* [WHAT THE TASK ASKS]: Reproduce every line of all the rows below without any changes, but leave the picture out of your answer.

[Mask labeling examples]

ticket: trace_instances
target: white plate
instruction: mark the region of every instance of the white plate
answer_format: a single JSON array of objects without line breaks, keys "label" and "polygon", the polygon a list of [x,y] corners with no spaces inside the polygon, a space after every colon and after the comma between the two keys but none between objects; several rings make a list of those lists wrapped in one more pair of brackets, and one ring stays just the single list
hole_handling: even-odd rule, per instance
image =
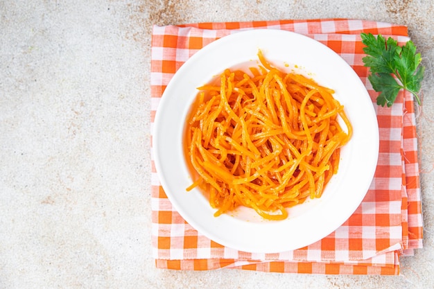
[{"label": "white plate", "polygon": [[[353,127],[341,150],[339,170],[319,199],[288,210],[281,221],[264,220],[241,208],[215,218],[198,190],[186,192],[191,178],[183,154],[185,119],[200,87],[225,69],[254,63],[261,49],[275,66],[295,69],[335,90]],[[162,186],[175,209],[193,227],[225,246],[245,252],[298,249],[340,226],[365,197],[376,167],[379,128],[374,106],[360,78],[338,55],[311,38],[279,30],[253,30],[224,37],[206,46],[173,76],[160,100],[153,131],[153,154]]]}]

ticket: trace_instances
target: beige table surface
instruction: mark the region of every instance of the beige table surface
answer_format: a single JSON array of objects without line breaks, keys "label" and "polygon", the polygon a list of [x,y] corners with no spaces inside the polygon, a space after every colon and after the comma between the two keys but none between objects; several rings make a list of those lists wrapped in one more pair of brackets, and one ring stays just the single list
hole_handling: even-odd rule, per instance
[{"label": "beige table surface", "polygon": [[[407,25],[424,57],[424,249],[392,277],[155,269],[152,25],[322,17]],[[433,288],[433,19],[428,0],[0,1],[0,288]]]}]

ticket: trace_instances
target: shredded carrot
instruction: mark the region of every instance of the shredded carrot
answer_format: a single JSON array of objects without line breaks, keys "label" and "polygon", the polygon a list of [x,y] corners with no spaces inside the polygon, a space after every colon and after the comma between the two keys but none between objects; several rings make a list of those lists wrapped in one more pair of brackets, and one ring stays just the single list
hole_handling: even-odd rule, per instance
[{"label": "shredded carrot", "polygon": [[205,193],[216,216],[245,206],[265,219],[286,218],[286,208],[321,197],[352,134],[332,89],[258,56],[252,77],[228,69],[218,83],[199,87],[189,119],[187,191]]}]

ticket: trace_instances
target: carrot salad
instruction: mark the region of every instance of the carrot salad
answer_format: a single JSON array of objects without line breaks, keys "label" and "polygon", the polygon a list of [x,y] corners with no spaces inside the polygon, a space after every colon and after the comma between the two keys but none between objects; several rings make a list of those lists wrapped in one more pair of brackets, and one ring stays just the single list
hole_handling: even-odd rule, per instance
[{"label": "carrot salad", "polygon": [[332,89],[258,57],[250,73],[228,69],[198,87],[189,116],[186,190],[200,188],[215,216],[245,206],[265,219],[286,218],[286,208],[321,197],[351,136]]}]

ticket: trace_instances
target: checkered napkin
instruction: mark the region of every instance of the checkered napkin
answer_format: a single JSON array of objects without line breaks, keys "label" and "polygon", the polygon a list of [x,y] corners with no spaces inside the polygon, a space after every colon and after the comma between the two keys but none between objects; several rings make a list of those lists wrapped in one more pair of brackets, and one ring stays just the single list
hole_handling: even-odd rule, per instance
[{"label": "checkered napkin", "polygon": [[380,132],[375,175],[354,213],[330,235],[307,247],[278,254],[245,252],[222,246],[198,232],[172,207],[152,159],[153,254],[159,268],[238,268],[311,274],[397,274],[399,258],[422,246],[417,141],[413,96],[400,92],[391,107],[375,104],[376,93],[363,66],[360,33],[409,40],[407,28],[388,23],[331,19],[200,23],[153,27],[151,121],[176,71],[213,41],[241,30],[281,29],[328,46],[352,67],[371,96]]}]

* [RESULT OF THIS EXERCISE]:
ticket: trace_instances
target: white plate
instruction: mark the region of every instance of the white plate
answer_format: a single JSON array of objects without line breaks, keys "label" and "polygon", the polygon a list of [x,y] corners with no spaces inside the polygon, a space after every colon and after the comma between the two keys but none between objects; several rings make a list of those lists wrapped in one more pair of brackets, and one ring stays just the single list
hole_handling: even-odd rule, per instance
image =
[{"label": "white plate", "polygon": [[[353,127],[341,150],[339,170],[319,199],[288,210],[281,221],[264,220],[241,208],[215,218],[198,190],[186,192],[191,178],[183,154],[185,119],[200,87],[225,69],[254,63],[261,49],[275,66],[295,69],[335,90]],[[162,186],[175,209],[193,227],[225,246],[245,252],[298,249],[340,226],[365,197],[376,167],[379,128],[374,106],[360,78],[338,55],[311,38],[279,30],[253,30],[224,37],[206,46],[173,76],[160,100],[153,131],[153,154]]]}]

ticket: trace_instances
target: beige table surface
instruction: mark the region of every instance of the beige table surface
answer_format: a single JSON array of objects without line breaks, keys "label" and "polygon", the polygon a list of [x,y] corners with no spaces inside the polygon, a space after every colon and after the comma between the two keys but none between objects; several rings make a list of those lists wrapped in one more pair of brackets, and one ring stays just the single list
hole_handling: even-odd rule, per instance
[{"label": "beige table surface", "polygon": [[[407,25],[424,57],[424,249],[392,277],[155,269],[152,25],[322,17]],[[433,288],[433,19],[428,0],[0,1],[0,288]]]}]

ticket: trace_instances
target: shredded carrot
instruction: mark the region of every instance of the shredded carrot
answer_format: a single JSON array of objects without line breaks, keys "label" and "polygon", the polygon a list of [x,y] corners with no spaces inside the polygon, a space after every colon and after the comma between the two keys but none between objects; several rings make a list of those lists wrapped in one more pair of brackets, and one ring stays just the single list
hole_handling: even-odd rule, per instance
[{"label": "shredded carrot", "polygon": [[205,193],[216,216],[245,206],[265,219],[286,218],[286,208],[321,197],[352,134],[332,89],[258,56],[252,77],[228,69],[218,83],[199,87],[189,119],[187,191]]}]

ticket: trace_instances
target: carrot salad
instruction: mark the region of every instance of the carrot salad
answer_format: a single JSON array of objects without line breaks, keys "label" and "polygon", the polygon a list of [x,y] corners with no spaces inside the polygon, a space after every colon and after the comma between the two keys but none between objects; several rings make a list of those lists wrapped in one more pair of brackets, and one ring stays just the single list
hole_handling: even-odd rule, per instance
[{"label": "carrot salad", "polygon": [[332,89],[258,57],[250,73],[228,69],[198,87],[189,116],[186,190],[200,188],[215,216],[245,206],[265,219],[286,218],[286,208],[321,197],[351,136]]}]

ticket: trace_instances
target: checkered napkin
instruction: mark the region of every instance of the checkered napkin
answer_format: a single JSON array of objects without line breaks, keys "label" and "polygon", the polygon a list of [x,y] corners with no spaces inside the polygon, a space after every colon and after the comma between the two keys but none between objects; several rings make a list of those lists wrapped in one more pair of brackets, and one ring stays just the single list
hole_handling: even-odd rule, per instance
[{"label": "checkered napkin", "polygon": [[380,132],[375,175],[354,213],[330,235],[307,247],[278,254],[245,252],[222,246],[198,232],[172,207],[152,159],[153,254],[159,268],[238,268],[311,274],[397,274],[399,258],[422,246],[417,141],[413,96],[400,92],[391,107],[375,104],[376,93],[363,66],[360,33],[409,40],[407,28],[388,23],[331,19],[200,23],[153,27],[151,121],[176,71],[213,41],[241,30],[281,29],[328,46],[352,67],[371,96]]}]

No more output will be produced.